Exercice 1 ▸ Sélectionnez et recopiez chaque ligne des enregistrements qui contient le mot « black ». Tenez compte des majuscules et des minuscules.

Page ▸
++++

Comment concilier respect et autorité?
L'action d'obéissance qu'on pourrait attendre de l'enfant suscite pas mal de débats. C'est vrai qu'on est aujourd'hui nombreux à espérer que nos enfants obéissent. Par exemple qu'ils laissent ce jeu à la maison, ou qu'ils viennent vite changer leur couche, mettent vite leurs chaussures ou ce manteau et pas un autre. Et tout ça avec la difficulté de concilier respect et autorité. Maria Montessori nous invite à réfléchir sur une notion fondamentale pour y arriver.
Coopération versus Obéissance ou Comment concilier respect et autorité?
"Celui qui ne sait pas se tenir en équilibre, n'ose ni marcher, ni même bouger les bras, de peur de tomber: il n'avancera qu'en titubant. Mais si par la suite il apprend à se tenir en équilibre, il courra, sautera et tournera à droite et à gauche. Cela vaut aussi pour la vie psychique... Comment, celui qui est incapable de se soumettre à sa propre volonté, peut-il obéir à celle des autres?... L'obéissance n'est qu'une sorte d'adresse de l'esprit dont le présupposé nécessaire est l'équilibre intérieur... et constitue aussi la meilleure condition préalable à ce que l'on appelle "l'adaptation à l'environnement"...
Même un jardinier nous dira qu'une culture forcée ne peut qu'affaiblir la plante...
Il s'agit donc de donner à l'enfant la possibilité de se développer tranquillement selon les lois de sa nature. De cette manière il va se fortifier, et une fois fort, il fera bien plus que nous n'osions espérer de lui..."
L'enfant dans la famille, de Maria MONTESSORI
La métaphore à la nature me donne envie d'évoquer la permaculture. Permaculture humaine. Et oui, ce mot à la mode n'existe pas que dans nos jardins!
La culture permanente de l'humain.
Quèsaco? Comme dirait l'autre. Je répondrai: veiller au développement harmonieux de l'humain au sein de son environnement.
Bon d'accord. Et l'enfant! On en fait quoi dans tout ça?
Alors attention! Tout ce charabia ne veut pas dire que l'enfant ne cherche pas l'autorité, le cadre, la limite, les règles. Bien au contraire, il en a besoin! Nous, adultes, sommes son jardinier, son tuteur pour rester dans le champ lexical de la nature.

++++

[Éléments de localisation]
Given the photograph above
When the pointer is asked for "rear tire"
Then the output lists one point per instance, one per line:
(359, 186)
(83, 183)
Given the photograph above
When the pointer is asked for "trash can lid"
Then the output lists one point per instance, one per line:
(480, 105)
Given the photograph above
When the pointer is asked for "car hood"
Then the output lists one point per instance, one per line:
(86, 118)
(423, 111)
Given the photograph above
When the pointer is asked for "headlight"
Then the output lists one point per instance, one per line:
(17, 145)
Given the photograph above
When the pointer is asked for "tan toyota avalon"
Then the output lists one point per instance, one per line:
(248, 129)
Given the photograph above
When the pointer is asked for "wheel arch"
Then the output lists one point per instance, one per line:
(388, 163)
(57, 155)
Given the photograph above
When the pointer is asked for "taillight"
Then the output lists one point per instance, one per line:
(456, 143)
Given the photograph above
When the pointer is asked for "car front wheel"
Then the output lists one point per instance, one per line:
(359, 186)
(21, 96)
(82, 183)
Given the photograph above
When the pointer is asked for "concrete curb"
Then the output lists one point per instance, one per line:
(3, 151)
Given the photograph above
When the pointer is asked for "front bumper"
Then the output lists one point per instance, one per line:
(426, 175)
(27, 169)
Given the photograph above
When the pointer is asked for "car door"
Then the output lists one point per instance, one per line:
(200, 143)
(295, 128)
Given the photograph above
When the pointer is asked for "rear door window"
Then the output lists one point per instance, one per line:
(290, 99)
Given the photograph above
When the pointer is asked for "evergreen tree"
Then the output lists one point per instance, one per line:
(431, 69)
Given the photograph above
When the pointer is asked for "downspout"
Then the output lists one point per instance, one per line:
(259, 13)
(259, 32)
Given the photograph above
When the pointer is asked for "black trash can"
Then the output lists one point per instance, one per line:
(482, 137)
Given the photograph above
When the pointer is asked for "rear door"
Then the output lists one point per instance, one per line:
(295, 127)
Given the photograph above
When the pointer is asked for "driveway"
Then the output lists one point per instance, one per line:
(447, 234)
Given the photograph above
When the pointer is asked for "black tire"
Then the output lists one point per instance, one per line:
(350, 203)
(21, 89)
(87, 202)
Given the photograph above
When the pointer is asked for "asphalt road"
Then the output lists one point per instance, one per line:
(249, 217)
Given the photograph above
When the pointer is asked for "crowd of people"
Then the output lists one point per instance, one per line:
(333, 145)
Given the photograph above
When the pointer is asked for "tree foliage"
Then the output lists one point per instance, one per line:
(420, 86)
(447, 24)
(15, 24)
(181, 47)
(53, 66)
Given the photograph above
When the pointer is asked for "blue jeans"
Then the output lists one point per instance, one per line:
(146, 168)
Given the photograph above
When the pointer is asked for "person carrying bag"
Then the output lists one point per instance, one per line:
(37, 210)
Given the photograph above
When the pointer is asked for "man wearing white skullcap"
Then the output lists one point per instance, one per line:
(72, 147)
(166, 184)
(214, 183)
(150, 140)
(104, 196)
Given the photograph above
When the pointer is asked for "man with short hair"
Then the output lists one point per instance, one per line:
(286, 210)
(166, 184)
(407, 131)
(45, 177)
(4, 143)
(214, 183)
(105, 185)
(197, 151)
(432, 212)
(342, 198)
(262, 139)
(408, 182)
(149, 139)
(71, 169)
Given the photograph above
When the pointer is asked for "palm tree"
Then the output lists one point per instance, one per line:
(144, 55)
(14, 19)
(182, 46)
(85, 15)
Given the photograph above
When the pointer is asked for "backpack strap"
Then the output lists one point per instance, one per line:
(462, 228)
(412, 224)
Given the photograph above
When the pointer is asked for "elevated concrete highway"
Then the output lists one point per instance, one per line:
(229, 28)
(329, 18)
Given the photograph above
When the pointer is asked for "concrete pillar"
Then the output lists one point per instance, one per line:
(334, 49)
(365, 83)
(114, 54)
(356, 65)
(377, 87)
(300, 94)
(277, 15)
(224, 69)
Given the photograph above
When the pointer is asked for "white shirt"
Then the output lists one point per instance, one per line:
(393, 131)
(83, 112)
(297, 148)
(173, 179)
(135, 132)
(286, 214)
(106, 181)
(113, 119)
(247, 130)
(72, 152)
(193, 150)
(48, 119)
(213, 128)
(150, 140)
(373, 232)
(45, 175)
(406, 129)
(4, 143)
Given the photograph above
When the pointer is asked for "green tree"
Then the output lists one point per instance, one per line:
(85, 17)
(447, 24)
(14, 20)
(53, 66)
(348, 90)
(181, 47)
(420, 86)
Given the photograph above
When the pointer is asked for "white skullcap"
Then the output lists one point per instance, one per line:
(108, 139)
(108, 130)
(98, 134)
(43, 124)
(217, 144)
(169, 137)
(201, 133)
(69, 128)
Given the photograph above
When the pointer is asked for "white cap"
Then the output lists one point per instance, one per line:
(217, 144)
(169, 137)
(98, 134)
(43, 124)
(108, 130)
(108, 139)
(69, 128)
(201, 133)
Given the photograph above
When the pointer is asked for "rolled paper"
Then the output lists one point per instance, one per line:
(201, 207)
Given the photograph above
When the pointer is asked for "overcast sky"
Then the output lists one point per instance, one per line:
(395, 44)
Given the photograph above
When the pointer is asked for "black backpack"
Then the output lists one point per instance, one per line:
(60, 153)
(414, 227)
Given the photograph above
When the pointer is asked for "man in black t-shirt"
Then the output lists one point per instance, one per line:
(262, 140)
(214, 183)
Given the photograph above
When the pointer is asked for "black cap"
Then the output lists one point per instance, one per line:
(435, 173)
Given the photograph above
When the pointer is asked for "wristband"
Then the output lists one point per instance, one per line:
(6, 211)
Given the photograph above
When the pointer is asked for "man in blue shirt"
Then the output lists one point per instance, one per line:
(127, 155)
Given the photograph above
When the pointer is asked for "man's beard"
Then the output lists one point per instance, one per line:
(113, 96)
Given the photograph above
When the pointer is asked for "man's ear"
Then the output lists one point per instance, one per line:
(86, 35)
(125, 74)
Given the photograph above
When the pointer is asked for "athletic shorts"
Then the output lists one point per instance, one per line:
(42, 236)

++++

Exercice 2 ▸ Les affirmations suivantes sont-elles conformes à l'article sur l'autorité ? Répondez par oui ou par non et citez mot pour mot le passage qui le montre. (a) Selon l'article, l'enfant n'a pas besoin de règles. (b) L'article compare les adultes à un jardinier. (c) D'après l'article, le mot « permaculture » ne s'emploie que pour les jardins.

Réponse complète 1 ▸
When the pointer is asked for "black trash can"
When the pointer is asked for "black tire"
When the pointer is asked for "black backpack"
When the pointer is asked for "man in black t-shirt"
When the pointer is asked for "black cap"

Réponse complète 2 ▸
(a) Non : « Tout ce charabia ne veut pas dire que l'enfant ne cherche pas l'autorité, le cadre, la limite, les règles. Bien au contraire, il en a besoin! »
(b) Oui : « Nous, adultes, sommes son jardinier, son tuteur »
(c) Non : « ce mot à la mode n'existe pas que dans nos jardins! »